Task details: Output all the data exactly. Pictures do not belong in the copy.

+++ Supplied material +++

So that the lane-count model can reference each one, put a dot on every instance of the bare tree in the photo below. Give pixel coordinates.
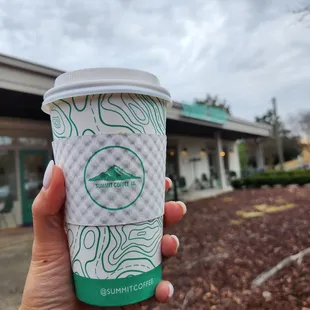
(301, 125)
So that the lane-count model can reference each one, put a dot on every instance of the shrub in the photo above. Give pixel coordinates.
(300, 177)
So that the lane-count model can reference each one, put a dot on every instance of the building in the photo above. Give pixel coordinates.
(202, 141)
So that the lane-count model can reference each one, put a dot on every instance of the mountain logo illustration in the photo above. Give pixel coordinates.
(114, 173)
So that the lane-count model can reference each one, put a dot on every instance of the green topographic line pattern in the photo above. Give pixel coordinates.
(140, 247)
(56, 108)
(120, 111)
(81, 109)
(88, 130)
(101, 114)
(70, 232)
(152, 109)
(94, 114)
(55, 118)
(161, 112)
(142, 102)
(121, 255)
(135, 118)
(95, 255)
(157, 114)
(69, 116)
(136, 111)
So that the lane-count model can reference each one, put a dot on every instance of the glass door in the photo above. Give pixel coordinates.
(32, 167)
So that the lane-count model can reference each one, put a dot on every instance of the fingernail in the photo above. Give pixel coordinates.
(48, 175)
(176, 239)
(182, 204)
(171, 289)
(169, 181)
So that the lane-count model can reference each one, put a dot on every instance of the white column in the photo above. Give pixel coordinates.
(220, 160)
(260, 161)
(234, 161)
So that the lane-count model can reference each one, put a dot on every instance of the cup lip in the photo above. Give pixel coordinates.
(71, 84)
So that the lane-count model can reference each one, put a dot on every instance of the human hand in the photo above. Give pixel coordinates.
(49, 281)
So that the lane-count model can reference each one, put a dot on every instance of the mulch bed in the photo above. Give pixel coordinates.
(218, 259)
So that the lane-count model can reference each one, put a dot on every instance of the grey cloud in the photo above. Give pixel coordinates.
(243, 50)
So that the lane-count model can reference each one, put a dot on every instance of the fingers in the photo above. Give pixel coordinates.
(174, 212)
(168, 184)
(47, 208)
(170, 245)
(164, 291)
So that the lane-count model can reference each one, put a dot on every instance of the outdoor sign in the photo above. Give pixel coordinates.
(204, 112)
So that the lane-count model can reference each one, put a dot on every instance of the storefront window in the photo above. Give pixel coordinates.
(31, 142)
(7, 175)
(5, 140)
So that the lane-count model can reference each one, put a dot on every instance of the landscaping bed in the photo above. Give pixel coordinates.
(226, 242)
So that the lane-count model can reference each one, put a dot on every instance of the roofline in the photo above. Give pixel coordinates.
(178, 105)
(28, 66)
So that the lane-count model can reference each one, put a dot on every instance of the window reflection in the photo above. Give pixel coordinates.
(25, 141)
(7, 175)
(5, 140)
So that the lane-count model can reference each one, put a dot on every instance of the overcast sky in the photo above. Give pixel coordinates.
(244, 51)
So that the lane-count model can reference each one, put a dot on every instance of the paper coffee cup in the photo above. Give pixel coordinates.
(109, 130)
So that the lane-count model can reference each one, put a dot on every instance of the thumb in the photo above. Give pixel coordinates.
(47, 211)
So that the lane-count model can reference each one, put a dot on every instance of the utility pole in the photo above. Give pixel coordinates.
(277, 133)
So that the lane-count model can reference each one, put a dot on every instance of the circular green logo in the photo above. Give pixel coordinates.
(114, 177)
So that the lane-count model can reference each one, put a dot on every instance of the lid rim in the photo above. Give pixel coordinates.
(104, 80)
(98, 90)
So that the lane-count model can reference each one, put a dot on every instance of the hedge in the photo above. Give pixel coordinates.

+++

Response box:
So that the lane-count model can reference each one, put a dot on every instance of the bare tree in the photo below. Give pixel coordinates.
(301, 125)
So that the lane-count model can reference each one, put a dot on every instance of the shrub in the photo above. Give pixel coordinates.
(300, 177)
So that the lane-count model can reference each one, put a dot on every instance of the building in the photo above. Give pixel coordinates.
(202, 141)
So that the lane-count model can reference each one, put a dot on every instance of the mountain logo illustration in the photo above. Give pixel coordinates.
(114, 173)
So that the lane-count model can reference each one, put a dot on every instance of the green topographic line pattern in the photo above. Give pixel coordinates.
(140, 247)
(56, 108)
(120, 111)
(81, 109)
(88, 130)
(101, 114)
(70, 232)
(152, 109)
(94, 114)
(55, 118)
(161, 112)
(142, 102)
(121, 255)
(135, 118)
(95, 255)
(157, 114)
(69, 116)
(136, 111)
So that the lane-count model can reference each one, put a dot on every instance of the glass door in the photo above. Give pixel coordinates.
(32, 167)
So that the lane-count model can reference each one, put a dot on every instance of the fingernail in the photo above. Give pixel coordinates.
(48, 175)
(176, 239)
(182, 204)
(171, 289)
(169, 181)
So that the lane-count model can reference each one, put a dot on every instance of the white column in the photo above. Give pixel coordinates.
(220, 160)
(260, 161)
(234, 161)
So that the lane-count model can reference each one, put a dot on every instance of the cup lip in the photo above. Give pixel coordinates.
(71, 84)
So that the lane-count model can reference each one, put a dot on every instance of the human hand in the photo above. Give pixel coordinates.
(49, 281)
So that the lane-count model can reference each one, put a dot on every instance of the mulch bed in the photo above. Give pixel coordinates.
(218, 259)
So that the lane-count model can reference each one, put a dot on every instance of the grey cloud in the photo above. Give pixel coordinates.
(243, 50)
So that the lane-count model can reference each one, put a dot on every instance of the fingers in the photo above. Give pixel coordinates.
(174, 212)
(168, 184)
(47, 208)
(170, 245)
(164, 291)
So that the lane-count model can reference each one, put a dot on every instance of the outdoor sign in the photo above. Give pixel coordinates.
(204, 112)
So that the lane-count model can reference each one, put a dot on every instance of the storefront window in the photo above. Give pixel coordinates.
(31, 142)
(7, 175)
(5, 140)
So that the lane-count model can reference each one, put a dot on every instance of the landscaping bed in the photo above. Give pixel coordinates.
(226, 242)
So that the lane-count model can reference each one, put a dot on every instance of the roofline in the photo above. Give pixel coordinates.
(178, 105)
(28, 66)
So that the lane-count model can reference each one, put a dot on every instance of the window reflection in the photo above. Give pixel coordinates.
(25, 141)
(7, 175)
(5, 140)
So that the lane-count model can reference each one, put a dot on every instance of the overcast sky in the photo above. Give pixel coordinates.
(244, 51)
So that the lane-count model can reference each one, put a dot on every instance of the paper coffee cup in the photo above. Give pixel coordinates.
(109, 130)
So that the lane-count model can reference each one, put a dot on every instance of the thumb in the photo above. Give pixel coordinates.
(47, 211)
So that the lane-count model can reference each one, put a dot on every instance of the utility pole in the photo above. Give pixel coordinates.
(277, 133)
So that the lane-count model can reference each one, put a dot on every instance of the circular green logo in the photo above. Give pixel coordinates.
(114, 177)
So that the lane-count model can reference each one, put a dot on every instance of the lid rim in the photo above. Give pixel coordinates.
(104, 80)
(98, 90)
So that the lane-count model can reference each one, put a dot on every instance of the hedge in the photo above. Give pixel coordinates.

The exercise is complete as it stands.